Task directions => Your output must be the line containing "Can you locate the corrugated" followed by every later line in the entries below, all copied exactly.

[Collected data]
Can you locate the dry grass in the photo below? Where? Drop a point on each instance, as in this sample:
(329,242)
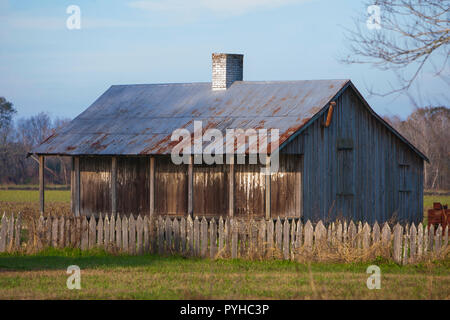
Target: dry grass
(152,277)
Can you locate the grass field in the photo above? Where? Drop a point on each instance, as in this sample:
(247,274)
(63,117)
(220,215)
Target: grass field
(43,276)
(59,200)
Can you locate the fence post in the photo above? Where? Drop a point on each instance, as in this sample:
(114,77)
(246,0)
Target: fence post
(398,233)
(204,237)
(221,235)
(146,234)
(262,238)
(286,229)
(92,232)
(278,235)
(139,231)
(196,237)
(55,232)
(430,238)
(3,231)
(366,236)
(437,240)
(298,235)
(118,230)
(132,234)
(413,245)
(106,230)
(270,231)
(190,235)
(309,233)
(112,230)
(352,234)
(234,238)
(183,235)
(419,241)
(292,243)
(213,238)
(376,233)
(405,246)
(100,231)
(17,232)
(160,232)
(84,233)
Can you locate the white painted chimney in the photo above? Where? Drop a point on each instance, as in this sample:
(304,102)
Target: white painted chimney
(226,68)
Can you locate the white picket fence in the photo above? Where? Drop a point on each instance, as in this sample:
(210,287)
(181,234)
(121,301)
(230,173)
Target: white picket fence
(286,239)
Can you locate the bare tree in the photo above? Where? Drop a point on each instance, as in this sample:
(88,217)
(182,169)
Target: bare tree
(429,130)
(411,33)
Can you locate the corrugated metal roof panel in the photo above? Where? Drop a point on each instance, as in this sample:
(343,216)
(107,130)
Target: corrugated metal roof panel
(140,119)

Your response =>
Can you locate the corrugated metal roof panel in the photo above? Where? Drop a point on each instance, as in this sample:
(343,216)
(107,130)
Target: corrugated metal roof panel
(140,119)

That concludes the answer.